▸ **EXTRAIT**:

« Répondre nous-mêmes à nos propres problématiques de cybersécurité »
jeudi 12 juin 2025
A la tête du Centre national d’investigations numériques (CNIN) du Bénin, Ouanilo Medegan nous livre une analyse du paysage numérique et sécuritaire de son pays. Dans un contexte de multiplication des cybermenaces et d’enjeux croissants autour de la souveraineté technologique, il revient sur le rôle central de son institution, les dynamiques de coopération sous-régionales et internationales, et la nécessité d’ancrer l’action numérique dans une vision de souveraineté stratégique. Une conversation pour comprendre les défis et les priorités de la cybersécurité en Afrique de l’Ouest.
Comment décririez-vous aujourd’hui le paysage de la cybersécurité au Bénin ?
Ouanilo MEDEGAN : C’est un paysage assez riche, avec des acteurs qui s’efforcent d’aborder les problématiques du secteur sous tous les angles. À l’origine de tout cet écosystème, il y a notre stratégie nationale de sécurité numérique. Et j’insiste sur cette formulation : sécurité numérique, et non cybersécurité ou lutte contre la cybercriminalité, car l’objectif est d’avoir un cyberespace sécurisé.

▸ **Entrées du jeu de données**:
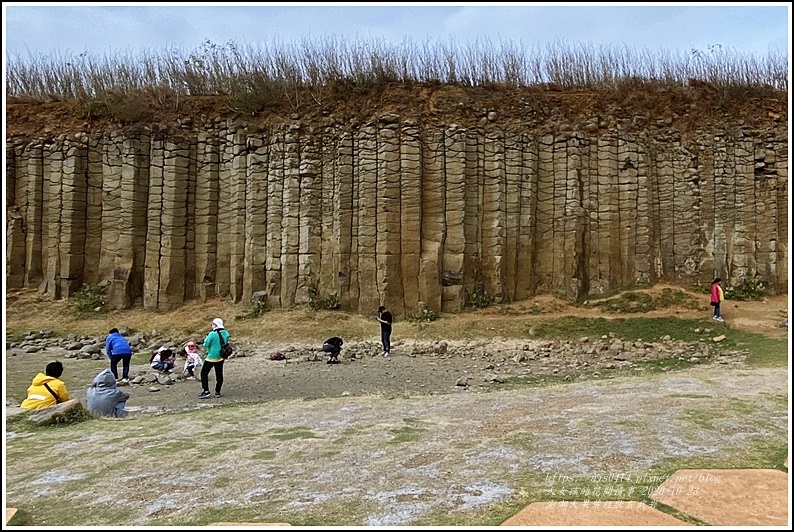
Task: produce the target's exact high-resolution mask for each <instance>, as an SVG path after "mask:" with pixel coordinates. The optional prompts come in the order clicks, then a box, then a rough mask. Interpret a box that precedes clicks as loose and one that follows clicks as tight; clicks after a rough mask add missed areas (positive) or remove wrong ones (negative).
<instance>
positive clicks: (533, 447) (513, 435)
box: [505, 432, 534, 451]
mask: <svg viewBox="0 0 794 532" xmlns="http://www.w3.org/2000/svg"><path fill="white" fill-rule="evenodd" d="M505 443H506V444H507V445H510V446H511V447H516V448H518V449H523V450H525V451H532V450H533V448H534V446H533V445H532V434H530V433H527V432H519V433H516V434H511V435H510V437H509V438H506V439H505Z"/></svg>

--

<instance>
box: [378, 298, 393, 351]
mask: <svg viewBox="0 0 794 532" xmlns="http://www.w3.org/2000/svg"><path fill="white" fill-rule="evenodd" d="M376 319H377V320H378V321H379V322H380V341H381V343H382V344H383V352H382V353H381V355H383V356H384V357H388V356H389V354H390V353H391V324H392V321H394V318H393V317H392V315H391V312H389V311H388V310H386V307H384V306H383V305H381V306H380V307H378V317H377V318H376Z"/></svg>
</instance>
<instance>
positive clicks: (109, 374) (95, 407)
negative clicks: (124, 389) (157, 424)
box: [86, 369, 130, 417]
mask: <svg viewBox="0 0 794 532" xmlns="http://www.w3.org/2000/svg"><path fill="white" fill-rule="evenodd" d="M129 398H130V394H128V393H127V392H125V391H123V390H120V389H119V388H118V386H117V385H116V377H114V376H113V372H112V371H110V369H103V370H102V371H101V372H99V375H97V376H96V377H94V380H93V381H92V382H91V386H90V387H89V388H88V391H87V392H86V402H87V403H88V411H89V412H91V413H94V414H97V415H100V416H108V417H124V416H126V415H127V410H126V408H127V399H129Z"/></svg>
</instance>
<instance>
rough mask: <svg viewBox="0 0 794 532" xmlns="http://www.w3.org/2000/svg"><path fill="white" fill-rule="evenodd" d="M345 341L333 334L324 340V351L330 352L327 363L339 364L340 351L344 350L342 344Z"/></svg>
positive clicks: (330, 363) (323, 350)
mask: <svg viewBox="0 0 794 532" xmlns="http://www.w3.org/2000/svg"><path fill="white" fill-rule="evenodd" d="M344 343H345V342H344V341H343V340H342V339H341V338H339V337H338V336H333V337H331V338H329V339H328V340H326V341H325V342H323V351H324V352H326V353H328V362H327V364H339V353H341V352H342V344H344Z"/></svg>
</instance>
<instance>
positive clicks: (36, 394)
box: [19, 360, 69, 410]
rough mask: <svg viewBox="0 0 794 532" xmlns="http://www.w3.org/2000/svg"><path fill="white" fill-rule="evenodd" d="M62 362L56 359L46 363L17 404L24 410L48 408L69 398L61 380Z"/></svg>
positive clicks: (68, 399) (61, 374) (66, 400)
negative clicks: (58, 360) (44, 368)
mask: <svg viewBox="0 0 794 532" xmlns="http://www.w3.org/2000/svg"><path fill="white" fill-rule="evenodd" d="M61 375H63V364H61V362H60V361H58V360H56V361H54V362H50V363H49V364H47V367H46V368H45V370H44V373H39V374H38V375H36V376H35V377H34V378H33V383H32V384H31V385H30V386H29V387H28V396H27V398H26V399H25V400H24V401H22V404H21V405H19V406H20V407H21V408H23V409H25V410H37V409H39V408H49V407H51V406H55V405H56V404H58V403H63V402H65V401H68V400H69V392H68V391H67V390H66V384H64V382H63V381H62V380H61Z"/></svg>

▸ **CONSIGNE DE TRAVAIL**:
Recopiez mot pour mot, dans l'entretien sur la cybersécurité au Bénin, tout ce qui va de « Ouanilo MEDEGAN : C’est » jusqu'à « un cyberespace sécurisé. ».

▸ **CORRIGÉ DE L'EXERCICE**:
Ouanilo MEDEGAN : C’est un paysage assez riche, avec des acteurs qui s’efforcent d’aborder les problématiques du secteur sous tous les angles. À l’origine de tout cet écosystème, il y a notre stratégie nationale de sécurité numérique. Et j’insiste sur cette formulation : sécurité numérique, et non cybersécurité ou lutte contre la cybercriminalité, car l’objectif est d’avoir un cyberespace sécurisé.